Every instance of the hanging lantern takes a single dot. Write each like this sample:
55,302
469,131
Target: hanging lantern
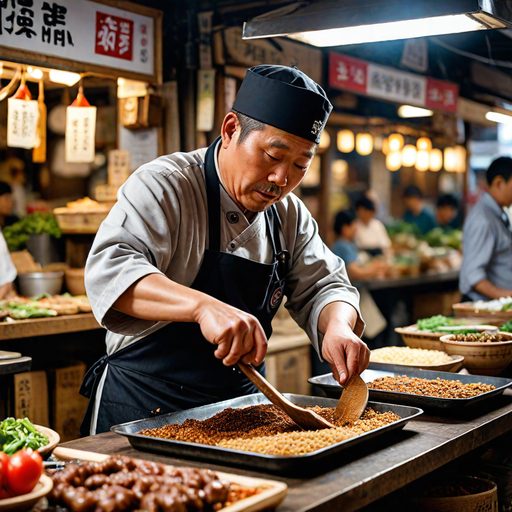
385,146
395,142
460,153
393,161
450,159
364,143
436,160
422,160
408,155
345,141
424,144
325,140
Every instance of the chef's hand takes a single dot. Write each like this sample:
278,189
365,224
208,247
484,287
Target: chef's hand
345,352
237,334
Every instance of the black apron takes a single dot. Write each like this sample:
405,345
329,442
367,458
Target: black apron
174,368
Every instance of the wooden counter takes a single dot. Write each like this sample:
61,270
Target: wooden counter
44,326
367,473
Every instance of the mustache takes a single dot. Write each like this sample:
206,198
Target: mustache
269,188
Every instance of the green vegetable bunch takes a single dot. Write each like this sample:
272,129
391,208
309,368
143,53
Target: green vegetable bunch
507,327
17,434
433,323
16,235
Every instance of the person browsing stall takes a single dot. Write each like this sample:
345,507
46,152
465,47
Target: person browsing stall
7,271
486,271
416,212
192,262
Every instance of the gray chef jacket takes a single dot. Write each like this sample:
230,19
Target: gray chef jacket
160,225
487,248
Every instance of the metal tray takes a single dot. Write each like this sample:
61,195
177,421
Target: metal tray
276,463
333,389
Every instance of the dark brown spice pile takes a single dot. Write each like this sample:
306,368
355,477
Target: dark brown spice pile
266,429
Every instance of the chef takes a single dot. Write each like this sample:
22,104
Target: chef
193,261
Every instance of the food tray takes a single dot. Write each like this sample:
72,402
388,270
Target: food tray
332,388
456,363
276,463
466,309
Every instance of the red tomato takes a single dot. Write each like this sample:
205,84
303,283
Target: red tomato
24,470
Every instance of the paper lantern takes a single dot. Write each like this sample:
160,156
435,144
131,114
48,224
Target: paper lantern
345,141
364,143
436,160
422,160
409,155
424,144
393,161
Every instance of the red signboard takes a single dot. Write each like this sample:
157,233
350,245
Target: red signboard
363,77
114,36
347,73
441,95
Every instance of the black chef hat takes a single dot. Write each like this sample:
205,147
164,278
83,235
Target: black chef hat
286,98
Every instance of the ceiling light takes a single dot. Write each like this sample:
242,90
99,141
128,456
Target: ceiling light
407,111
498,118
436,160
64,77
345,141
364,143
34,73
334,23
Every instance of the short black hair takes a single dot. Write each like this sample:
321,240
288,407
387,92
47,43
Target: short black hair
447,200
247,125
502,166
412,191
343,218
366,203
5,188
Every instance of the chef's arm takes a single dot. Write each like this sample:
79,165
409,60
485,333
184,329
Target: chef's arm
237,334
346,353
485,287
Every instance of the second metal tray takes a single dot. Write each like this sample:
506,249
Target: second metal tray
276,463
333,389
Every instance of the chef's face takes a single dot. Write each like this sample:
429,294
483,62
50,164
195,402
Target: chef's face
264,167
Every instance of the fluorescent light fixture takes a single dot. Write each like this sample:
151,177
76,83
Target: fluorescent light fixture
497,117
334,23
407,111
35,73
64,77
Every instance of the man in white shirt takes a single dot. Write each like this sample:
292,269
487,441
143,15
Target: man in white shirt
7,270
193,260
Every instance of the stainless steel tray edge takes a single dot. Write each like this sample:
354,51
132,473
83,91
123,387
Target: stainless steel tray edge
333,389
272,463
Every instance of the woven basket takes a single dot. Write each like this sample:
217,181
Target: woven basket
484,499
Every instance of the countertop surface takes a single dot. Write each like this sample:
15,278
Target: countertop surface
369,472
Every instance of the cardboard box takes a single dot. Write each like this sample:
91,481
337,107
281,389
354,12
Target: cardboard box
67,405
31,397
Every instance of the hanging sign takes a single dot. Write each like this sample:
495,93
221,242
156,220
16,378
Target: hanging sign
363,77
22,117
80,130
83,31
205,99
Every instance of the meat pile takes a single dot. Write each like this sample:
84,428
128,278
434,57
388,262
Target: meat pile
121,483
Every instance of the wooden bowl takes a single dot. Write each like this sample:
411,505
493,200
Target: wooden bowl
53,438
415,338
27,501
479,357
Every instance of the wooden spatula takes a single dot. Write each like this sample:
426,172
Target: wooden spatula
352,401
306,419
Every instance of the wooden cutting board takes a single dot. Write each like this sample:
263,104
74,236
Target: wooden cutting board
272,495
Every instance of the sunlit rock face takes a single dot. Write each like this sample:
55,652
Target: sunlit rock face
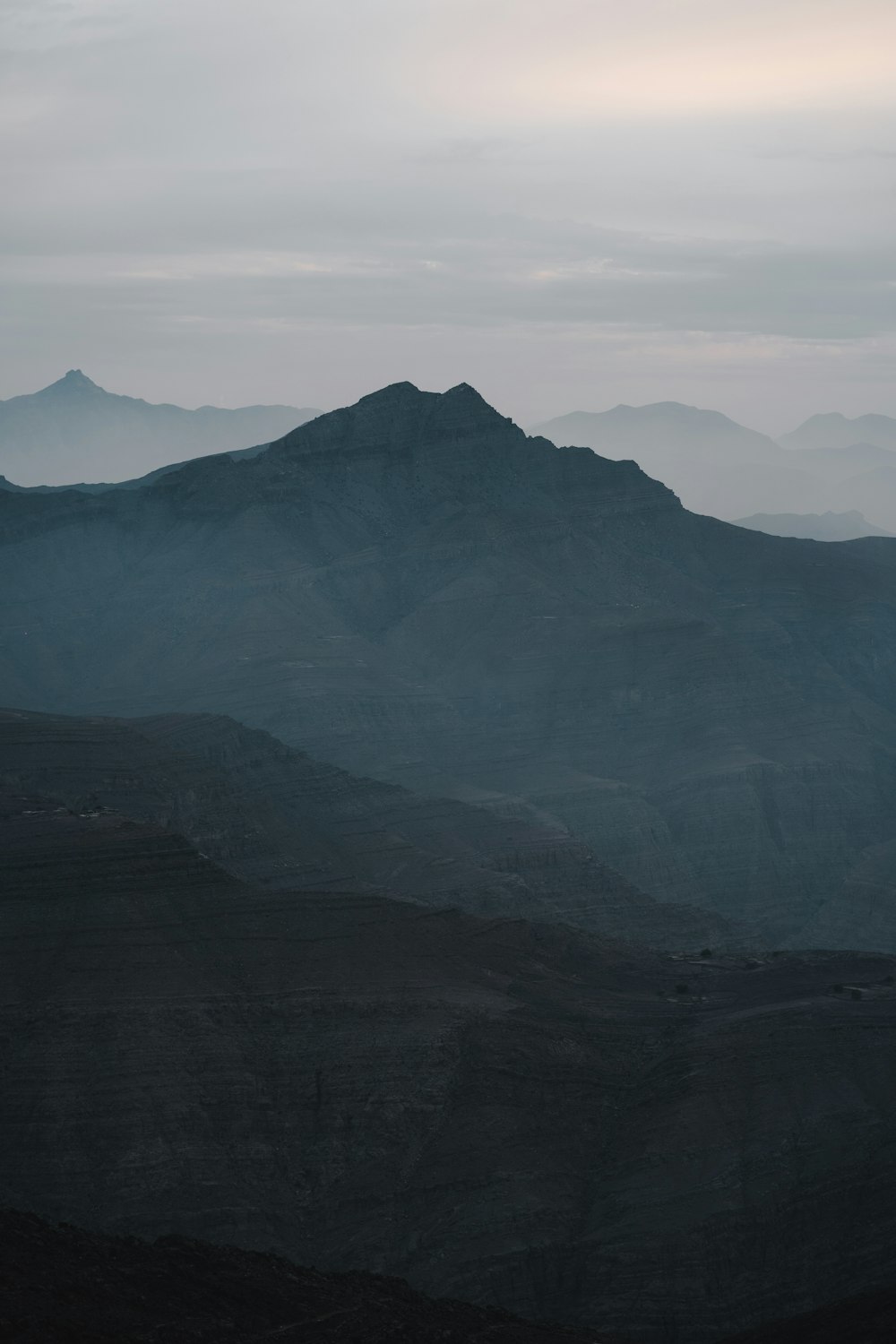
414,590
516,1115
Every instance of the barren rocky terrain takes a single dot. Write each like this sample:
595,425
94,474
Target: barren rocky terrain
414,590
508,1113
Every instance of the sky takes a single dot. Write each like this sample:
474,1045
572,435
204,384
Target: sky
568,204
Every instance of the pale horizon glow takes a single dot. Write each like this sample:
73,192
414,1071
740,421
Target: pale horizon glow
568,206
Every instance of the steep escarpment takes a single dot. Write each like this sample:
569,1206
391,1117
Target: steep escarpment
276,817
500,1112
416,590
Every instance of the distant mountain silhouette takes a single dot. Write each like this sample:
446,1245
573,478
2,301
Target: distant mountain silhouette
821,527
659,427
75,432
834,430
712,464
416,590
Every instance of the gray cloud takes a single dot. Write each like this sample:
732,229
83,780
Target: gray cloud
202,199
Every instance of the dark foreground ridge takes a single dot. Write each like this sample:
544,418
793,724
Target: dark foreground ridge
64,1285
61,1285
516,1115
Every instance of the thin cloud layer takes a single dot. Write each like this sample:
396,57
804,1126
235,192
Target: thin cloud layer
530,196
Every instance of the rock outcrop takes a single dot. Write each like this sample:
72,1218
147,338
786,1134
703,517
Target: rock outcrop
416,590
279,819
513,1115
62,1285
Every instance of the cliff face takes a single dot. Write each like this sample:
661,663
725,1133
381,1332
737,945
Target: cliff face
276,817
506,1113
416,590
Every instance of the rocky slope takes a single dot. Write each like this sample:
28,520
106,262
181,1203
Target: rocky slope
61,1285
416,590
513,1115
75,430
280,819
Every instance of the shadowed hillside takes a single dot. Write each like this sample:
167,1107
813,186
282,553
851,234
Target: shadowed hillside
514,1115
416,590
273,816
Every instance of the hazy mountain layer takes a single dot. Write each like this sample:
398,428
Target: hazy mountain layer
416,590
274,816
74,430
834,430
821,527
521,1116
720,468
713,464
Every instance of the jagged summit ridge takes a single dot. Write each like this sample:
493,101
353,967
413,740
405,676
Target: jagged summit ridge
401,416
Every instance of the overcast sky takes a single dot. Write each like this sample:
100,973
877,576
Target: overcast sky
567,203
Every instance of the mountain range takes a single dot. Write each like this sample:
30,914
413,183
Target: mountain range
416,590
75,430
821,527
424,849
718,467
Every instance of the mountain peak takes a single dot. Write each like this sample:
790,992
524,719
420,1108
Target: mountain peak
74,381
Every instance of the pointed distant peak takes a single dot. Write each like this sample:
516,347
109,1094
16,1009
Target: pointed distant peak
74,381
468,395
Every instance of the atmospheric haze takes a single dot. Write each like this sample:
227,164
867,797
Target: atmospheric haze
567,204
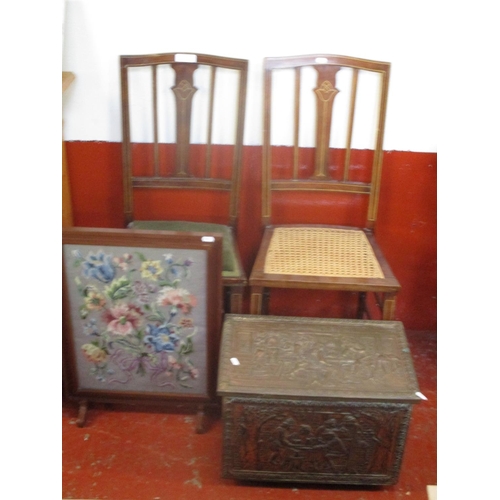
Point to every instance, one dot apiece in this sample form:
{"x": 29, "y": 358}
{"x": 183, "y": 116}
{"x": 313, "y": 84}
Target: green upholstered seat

━━━━━━━━

**Instructions to follow**
Give back every record above exactly as written, skipping each picture.

**Solved exercise**
Every instance of the hanging lantern takes a single dot. Write each like this sample:
55,302
469,131
Target: hanging lantern
385,146
395,142
460,153
393,161
450,159
364,143
436,160
422,160
408,155
345,141
424,144
325,140
Every instance of the chef's hand takes a single dot. Write each like this sample:
278,189
365,224
208,247
484,287
Target: chef's hand
345,352
237,334
Every instance of the black apron takes a single dot. Write each like this sample:
405,345
329,442
367,458
Target: black apron
174,368
Every instance of the wooden counter takes a single dot. Write each like this sample:
61,270
Target: wooden counter
44,326
367,473
Every instance of the mustache takes a single dot. Write each like this sample:
206,198
Target: mustache
269,188
Every instance of the green vegetable bunch takes a single dot. Write each like this sample:
272,129
391,208
309,368
143,53
Target: green vegetable bunch
507,327
17,434
433,323
16,235
Every instance of the person browsing stall takes a single dot. Write each like this sample:
345,507
46,152
465,47
Target: person browsing stall
7,271
486,271
416,212
192,262
Every instance of the gray chef jacket takes a single dot. Write each like this sample:
230,19
Target: gray chef jacket
160,225
487,248
Every instance of the metal tray takes a single dot. Write each like this sample:
61,195
177,421
Target: metal tray
276,463
333,389
Every instance of the dark brown spice pile takes a single dot. Write each like this sample:
306,368
355,477
Target: dark brown spice pile
266,429
Every instance of the chef takes a single dot. Write each like this sample:
22,104
Target: chef
193,261
Every instance of the food tray takes a single dot. Write each like this sample:
72,402
388,270
Target: food tray
332,388
456,363
276,463
466,309
Every instance of the red tomato takes a single dot. Write each like this sample:
205,84
303,283
Target: red tomato
24,470
Every instance of the paper lantern takes a single dot. Write each like this sample:
160,156
435,144
131,114
48,224
Target: paper lantern
345,141
364,143
436,160
422,160
409,155
424,144
393,161
Every instance of the red signboard takes a single dot. Write each like this sample:
157,233
350,245
Target: red signboard
363,77
114,36
347,73
441,95
Every instance of the black chef hat takes a single dot. Write each like this sample:
205,147
164,278
83,235
Target: black chef hat
286,98
Every instance of the ceiling light takes a single dot. Write each like this sample:
242,90
99,141
128,456
Target: ceiling light
407,111
498,118
436,160
64,77
345,141
364,143
34,73
334,23
Every instance of the short black hair takes a single dot. Write each like this sample:
321,240
288,407
387,92
47,43
Target: short black hair
447,200
247,125
502,166
412,191
343,218
366,203
5,188
Every instance of the chef's arm takes a single dot. Write each like this sample:
79,165
409,60
485,333
184,329
Target: chef's arm
237,334
346,353
485,287
Every instance of the second metal tray takes a single dot. Write each like this sample:
506,249
Target: second metal tray
276,463
333,389
Every instance of the chef's face takes a single dot. Write each like this sample:
429,294
483,62
50,164
195,402
Target: chef's face
264,167
Every instance of the fluorescent light fixture takes a single dot. Write each like this sample:
151,177
76,83
Target: fluorescent light fixture
497,117
334,23
407,111
35,73
64,77
Every instance of the man in white shirt takes a single dot. Write each like this sample:
292,269
487,441
143,15
Target: man in white shirt
7,270
193,260
Every instance of the stainless steel tray edge takes a single dot. Write each like this sample:
354,51
132,473
83,91
123,387
Target: stainless steel tray edge
333,389
272,463
Every instance of the woven basket takes a single dot. Write each like this sample:
217,181
Target: woven basket
484,499
Every instance of the countertop surface takes a single dot. Write each like this sample:
15,278
Target: countertop surface
369,472
Every instance of the cardboard box takes a single dot. Write each like this sample:
91,481
337,107
281,389
354,12
Target: cardboard box
67,405
31,397
Every instance of the hanging sign takes a single dot. Write each like this sample:
495,93
221,242
156,220
16,378
Target: hanging sign
363,77
22,117
80,130
83,31
205,99
Every instance of the meat pile takes a single dot. Write each like this sample:
84,428
128,278
434,57
388,262
Target: meat pile
121,483
Every instance of the wooden bowl takes a single dot. Write each like this sample:
411,505
493,200
Target: wooden bowl
53,438
415,338
27,501
479,357
Every instance of the wooden spatula takes a single dot. Write each like this sample:
426,172
Target: wooden spatula
352,401
306,419
Every instance of the wooden cutting board takes a single dot. Write each like this sample:
263,104
74,236
Target: wooden cutting board
272,495
Every instance of the sunlit rock face takes a single dot. Write each like this sample:
55,652
Target: sunlit rock face
414,590
516,1115
Every instance of the barren rocky terrain takes a single dot. Write each like this sample:
595,425
94,474
Target: barren rocky terrain
414,590
508,1113
Every instance of the sky takes a single dot. Write each like this sample:
474,1045
572,435
204,384
Target: sky
568,204
Every instance of the pale horizon glow takes a single dot. Write each like this sample:
73,192
414,1071
740,421
Target: pale horizon glow
568,206
Every instance of the steep escarpment takes a single dot. Write each like this sample:
569,1206
391,1117
Target: steep escarpment
276,817
500,1112
416,590
Every instance of the distant mountain silhouette takes a single dot. Write each like this sample:
446,1245
573,478
2,301
Target: distant mountain silhouette
821,527
659,427
75,432
834,430
712,464
416,590
Every instance of the gray cloud takes a single dot. Write each like this sample:
732,229
83,780
Target: gray cloud
202,199
Every instance of the dark foreground ridge takes a single dot. Write each like this sample:
544,418
793,724
Target: dark foreground ridge
64,1285
61,1285
516,1115
Every instance of the thin cloud layer takes a single dot. Write each like this sample:
396,57
804,1126
235,192
Target: thin cloud layer
530,196
Every instance of the rock outcrop takes a single dot. Write each like this sample:
72,1218
147,338
786,1134
703,517
Target: rock outcrop
416,590
279,819
513,1115
62,1285
Every instance of the cliff face takes a single dot. Write each like this sample:
661,663
725,1133
381,1332
737,945
Target: cliff face
276,817
506,1113
416,590
Every instance of the rocky slope takes a single dot. Write each like this sample:
28,520
106,262
181,1203
Target: rocky slope
61,1285
416,590
513,1115
75,430
280,819
Every instance of the shadowed hillside takes a single dot. Write each like this sample:
167,1107
813,186
282,553
851,234
Target: shadowed hillside
514,1115
416,590
273,816
Every instance of the hazy mountain layer takes a single dot. Write each like this sample:
398,428
Target: hazy mountain layer
416,590
274,816
74,430
834,430
821,527
521,1116
720,468
713,464
Every instance of the jagged summit ridge takes a single dot. Write each like this sample:
493,101
353,967
413,740
405,676
Target: jagged summit ridge
401,416
Every instance of the overcast sky takes a single dot. Write each like this sample:
100,973
877,576
Target: overcast sky
567,203
Every instance of the mountain range takes a single dot. Write each like this sample:
30,914
413,183
Target: mountain range
416,590
75,430
821,527
424,849
718,467
Every instance of the mountain peak takes a single dot. Write each like this sample:
790,992
524,719
420,1108
Target: mountain peak
74,381
Every instance of the pointed distant peak takes a single dot. Write each like this sample:
516,347
109,1094
16,1009
Target: pointed distant peak
74,381
468,395
Every instance of the atmospheric haze takes a single dot. Write each like this sample:
227,164
867,797
Target: atmospheric haze
567,204
Point to every instance, one dot apiece in this sample form:
{"x": 29, "y": 358}
{"x": 183, "y": 116}
{"x": 313, "y": 84}
Target: green upholstered seat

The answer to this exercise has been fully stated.